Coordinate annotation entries
=======
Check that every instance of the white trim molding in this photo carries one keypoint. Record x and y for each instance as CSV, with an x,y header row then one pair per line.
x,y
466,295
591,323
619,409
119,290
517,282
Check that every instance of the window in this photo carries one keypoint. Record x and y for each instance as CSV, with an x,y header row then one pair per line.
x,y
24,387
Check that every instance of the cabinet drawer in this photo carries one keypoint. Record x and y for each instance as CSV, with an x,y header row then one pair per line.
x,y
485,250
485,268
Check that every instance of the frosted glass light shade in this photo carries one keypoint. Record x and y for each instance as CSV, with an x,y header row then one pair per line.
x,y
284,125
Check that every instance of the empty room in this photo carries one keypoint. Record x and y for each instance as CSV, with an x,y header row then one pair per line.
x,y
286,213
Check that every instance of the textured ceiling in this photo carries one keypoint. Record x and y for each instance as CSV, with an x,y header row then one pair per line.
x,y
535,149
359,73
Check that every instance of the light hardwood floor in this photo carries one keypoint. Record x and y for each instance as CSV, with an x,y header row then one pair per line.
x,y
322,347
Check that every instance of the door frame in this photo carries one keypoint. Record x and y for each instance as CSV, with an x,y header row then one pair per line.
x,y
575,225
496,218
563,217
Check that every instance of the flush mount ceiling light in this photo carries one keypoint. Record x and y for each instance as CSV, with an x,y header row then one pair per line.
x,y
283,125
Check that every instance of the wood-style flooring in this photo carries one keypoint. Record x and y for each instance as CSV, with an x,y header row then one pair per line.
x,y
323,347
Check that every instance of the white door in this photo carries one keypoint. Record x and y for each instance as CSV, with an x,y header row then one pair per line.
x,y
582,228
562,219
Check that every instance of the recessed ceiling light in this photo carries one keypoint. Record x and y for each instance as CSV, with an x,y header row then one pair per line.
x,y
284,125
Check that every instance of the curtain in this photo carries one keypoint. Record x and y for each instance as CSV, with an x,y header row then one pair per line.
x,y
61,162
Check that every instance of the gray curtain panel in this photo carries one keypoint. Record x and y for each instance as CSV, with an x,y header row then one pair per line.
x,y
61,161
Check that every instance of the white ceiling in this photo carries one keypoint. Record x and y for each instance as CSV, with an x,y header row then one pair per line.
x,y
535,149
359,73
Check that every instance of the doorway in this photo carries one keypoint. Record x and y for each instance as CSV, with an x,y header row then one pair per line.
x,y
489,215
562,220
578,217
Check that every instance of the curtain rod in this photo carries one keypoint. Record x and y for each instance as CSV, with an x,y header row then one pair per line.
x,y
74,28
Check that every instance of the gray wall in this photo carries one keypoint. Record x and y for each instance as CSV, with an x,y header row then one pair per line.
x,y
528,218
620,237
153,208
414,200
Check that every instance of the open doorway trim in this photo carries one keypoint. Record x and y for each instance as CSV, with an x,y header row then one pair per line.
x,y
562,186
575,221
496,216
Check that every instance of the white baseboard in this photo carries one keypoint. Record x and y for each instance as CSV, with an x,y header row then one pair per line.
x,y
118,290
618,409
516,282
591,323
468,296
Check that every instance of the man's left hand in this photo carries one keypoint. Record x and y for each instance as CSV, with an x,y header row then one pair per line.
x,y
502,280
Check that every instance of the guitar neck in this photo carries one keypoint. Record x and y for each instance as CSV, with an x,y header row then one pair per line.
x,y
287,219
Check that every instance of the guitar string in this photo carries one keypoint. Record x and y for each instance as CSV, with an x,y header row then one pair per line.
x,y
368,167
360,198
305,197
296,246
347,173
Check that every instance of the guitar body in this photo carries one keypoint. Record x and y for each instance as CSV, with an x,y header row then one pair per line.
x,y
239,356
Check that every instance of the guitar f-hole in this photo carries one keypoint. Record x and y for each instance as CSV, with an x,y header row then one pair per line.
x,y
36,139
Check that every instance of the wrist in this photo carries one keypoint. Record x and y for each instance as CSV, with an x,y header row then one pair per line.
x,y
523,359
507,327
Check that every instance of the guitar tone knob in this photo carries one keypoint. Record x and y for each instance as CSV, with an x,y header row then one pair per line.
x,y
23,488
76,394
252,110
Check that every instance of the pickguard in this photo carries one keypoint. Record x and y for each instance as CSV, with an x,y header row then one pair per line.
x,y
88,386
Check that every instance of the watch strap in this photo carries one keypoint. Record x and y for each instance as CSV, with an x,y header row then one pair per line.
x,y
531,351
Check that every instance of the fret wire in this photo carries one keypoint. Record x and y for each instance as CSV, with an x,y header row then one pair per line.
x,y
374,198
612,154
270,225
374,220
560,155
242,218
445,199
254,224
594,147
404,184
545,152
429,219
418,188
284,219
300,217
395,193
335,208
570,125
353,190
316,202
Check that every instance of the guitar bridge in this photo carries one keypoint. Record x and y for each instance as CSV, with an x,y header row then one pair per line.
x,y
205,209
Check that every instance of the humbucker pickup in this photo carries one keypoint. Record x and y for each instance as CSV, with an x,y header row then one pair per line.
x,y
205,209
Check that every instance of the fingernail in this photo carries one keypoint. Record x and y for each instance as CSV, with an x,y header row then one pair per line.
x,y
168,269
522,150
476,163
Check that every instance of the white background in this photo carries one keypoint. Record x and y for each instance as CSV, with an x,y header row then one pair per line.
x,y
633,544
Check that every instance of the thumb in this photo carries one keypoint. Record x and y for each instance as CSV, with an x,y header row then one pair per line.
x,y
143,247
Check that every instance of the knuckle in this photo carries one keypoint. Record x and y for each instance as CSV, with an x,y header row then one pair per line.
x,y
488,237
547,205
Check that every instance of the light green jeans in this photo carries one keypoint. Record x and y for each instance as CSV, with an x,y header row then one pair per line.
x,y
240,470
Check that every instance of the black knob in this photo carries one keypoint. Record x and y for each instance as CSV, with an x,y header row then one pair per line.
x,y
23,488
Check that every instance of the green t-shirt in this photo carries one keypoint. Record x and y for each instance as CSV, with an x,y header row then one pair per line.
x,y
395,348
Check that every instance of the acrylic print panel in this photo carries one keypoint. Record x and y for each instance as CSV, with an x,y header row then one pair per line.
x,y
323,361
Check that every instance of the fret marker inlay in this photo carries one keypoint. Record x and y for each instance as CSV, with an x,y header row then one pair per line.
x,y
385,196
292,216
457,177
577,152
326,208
=======
Print all of the material above again, line for line and unchanged.

- FULL ANSWER:
Check that every instance of the white trim molding in this photo carries one keypoint. Record x and y for each instance as CSV, with an x,y header row then one pair per line.
x,y
466,295
591,323
619,409
119,290
517,282
Check that every instance of the window in this photo carries one keypoint. Record x and y for each instance as CSV, with an x,y header row then one pair per line.
x,y
24,387
Check that every instance of the cabinet drawer in this photo carries one keypoint. Record x and y for each instance as CSV, with an x,y header row then one pair per line.
x,y
485,250
485,268
Check that every instance of the frosted glass light shade in this photo carries one keypoint. Record x and y for each instance as CSV, with an x,y header row then one pair per line.
x,y
284,125
Check that every instance of the empty room in this photo carries one keypoint. Record x and y for each instance as CSV, with an x,y header row then one pair per line.
x,y
286,213
Check that every instance of the textured ceiling in this photo carries one keypoint. Record x and y for each instance as CSV, with an x,y header row then one pair per line.
x,y
535,149
359,73
Check that every instance of the light hardwood floor in this photo carries one keypoint. Record x and y for each instance as CSV, with an x,y header row then one pair per line.
x,y
322,347
Check that every instance of the door frame in this photo carries one keypoint. Record x and y for each instance as CSV, with an x,y header row then one pair per line.
x,y
575,225
496,218
563,217
Check that every instance of the flush mount ceiling light in this photo carries one keypoint. Record x and y for each instance as CSV, with an x,y header row then one pair per line.
x,y
283,125
Check that every instance of the wood-style flooring in this photo carries one keypoint. Record x and y for each instance as CSV, with an x,y header row then one pair per line.
x,y
323,347
Check that every instance of the white door in this photo carries one keypoint. Record x and y for each instance as CSV, with an x,y header row then one pair per line.
x,y
582,228
562,219
Check that every instance of the recessed ceiling light in this photo carries one keypoint. Record x and y for each instance as CSV, with an x,y header row then one pair per line.
x,y
284,125
Check that every instance of the curtain in this photo carries one keypoint. Record x and y for each instance as CSV, with an x,y header row then one pair per line.
x,y
61,162
Check that every instance of the gray curtain panel in this photo carries one keypoint. Record x and y for each instance as CSV, with an x,y header row then one pair per line.
x,y
61,161
Check that every instance of the white ceiling in this photo carries one keypoint. Record x and y for each instance as CSV, with an x,y header row then one pair per line.
x,y
535,149
359,73
Check that every instance of the doorway in this photo carries one keypoint. Record x and y for each instance as CSV, with an x,y header row then one pair per line.
x,y
489,215
562,220
578,217
Check that every instance of the curtain rod in this photo carries one keypoint. Record x and y for each instance as CSV, with an x,y header row then one pair per line.
x,y
74,28
Check that every instance of the gray wall in this photo carries one keypoint. Record x and y for each instance as CSV, with an x,y header row then one pair per line.
x,y
528,218
620,237
153,208
414,200
Check that every instance of the open doorway trim in this photo carries one keypoint. Record x and y for each instance as CSV, with an x,y header row then one pair per line.
x,y
562,186
575,221
496,216
Check that every instance of the white baseboard in this photo carries one keypoint. Record x and y for each instance as CSV, with an x,y header row then one pair per line.
x,y
118,290
618,409
516,282
591,323
468,296
Check that every instance of the man's left hand in this photo carries one keypoint. Record x and y for each instance as CSV, with an x,y header row then one pair per line.
x,y
502,280
Check that every instance of the guitar neck in this photo carries one keypoint. Record x and y for each instance as CSV, with an x,y header row then one pair per line.
x,y
287,219
Check that every instance of the guitar string in this photo carries one keypoint. Record x and y for each instance as CSV, with an x,y header row then one pair per line.
x,y
368,167
360,198
305,197
296,246
347,173
Check that every instance of the guitar body in this photo carries one keypoint. Record x and y for each instance as CSV, with an x,y header row then one pair per line.
x,y
239,356
Check that every instance of the guitar f-hole in this photo carries one keypoint. Record x and y for each instance as CSV, with an x,y header row then one pair per line.
x,y
36,139
Check that every instance of the wrist in this photo carries one keypoint. Record x and y for each instance as CSV, with an x,y header row then one pair per line.
x,y
523,359
507,327
Check that every instance of the guitar tone knob in this photo carries one keypoint. Record x and y for each instance as CSV, with an x,y header row then one pair per line.
x,y
23,488
76,394
252,110
Check that every instance of the pickguard in this photo carries one keypoint. Record x and y for each instance as CSV, with an x,y header row then one pair per line.
x,y
88,386
Check that every instance of the watch strap in this photo carries one keypoint. Record x and y for each instance as CSV, with an x,y header row then one pair per line.
x,y
531,351
Check that every instance of the fret wire in this photo carries one keypoint. Record x and y for each instance as CSV, with an x,y header row then one pair per line.
x,y
374,198
612,154
270,225
374,220
560,155
242,218
445,199
254,224
594,147
404,184
545,152
429,219
418,188
284,219
300,217
395,193
335,208
570,125
353,190
316,202
Check that every instance of the guitar bridge in this photo carries one keypoint. Record x and y for each instance as CSV, with an x,y header row then one pair per line.
x,y
205,209
Check that every instance of the humbucker pickup in this photo carries one keypoint. Record x and y for each instance as CSV, with an x,y header row then one pair per line.
x,y
205,209
Check that every instance of the fingernail in this photo carries one keypoint. Record x and y for each instance as CSV, with an x,y header row then one pair per line.
x,y
168,269
522,150
476,163
Check that every instance of the white background in this photo carries one keypoint. Record x and y for each instance as CSV, with an x,y header row then one pair per line.
x,y
633,544
Check that every instance of the thumb in this photo carries one keypoint. Record x and y for each instance as CSV, with an x,y header row then one pair per line.
x,y
143,247
Check that every instance of the knuckle in this photo carries one keypoint. Record x and y for each instance as CSV, with an x,y header row then one pair per line.
x,y
488,237
547,205
Check that every instance of the light green jeans in this photo carries one keypoint. Record x and y for each instance as CSV, with an x,y header row then one pair per line.
x,y
240,470
Check that every instance of the black knob in this photo carries one keypoint. Record x and y for each instance as CSV, with an x,y header row then one pair per line.
x,y
23,488
Check that every instance of the green t-shirt in this photo carries one keypoint. Record x and y for each instance as CSV, with an x,y header row then one pair per line.
x,y
395,348
Check that every instance of the acrylic print panel in this photo carries one keypoint. Record x and y for each instance as CSV, with an x,y header row then one pair per line.
x,y
323,361
Check that every instance of the fret marker inlay in this photo carries one keypoint. Record x and y for each instance as CSV, with an x,y header row then one pair per line.
x,y
385,196
292,216
457,177
577,152
326,208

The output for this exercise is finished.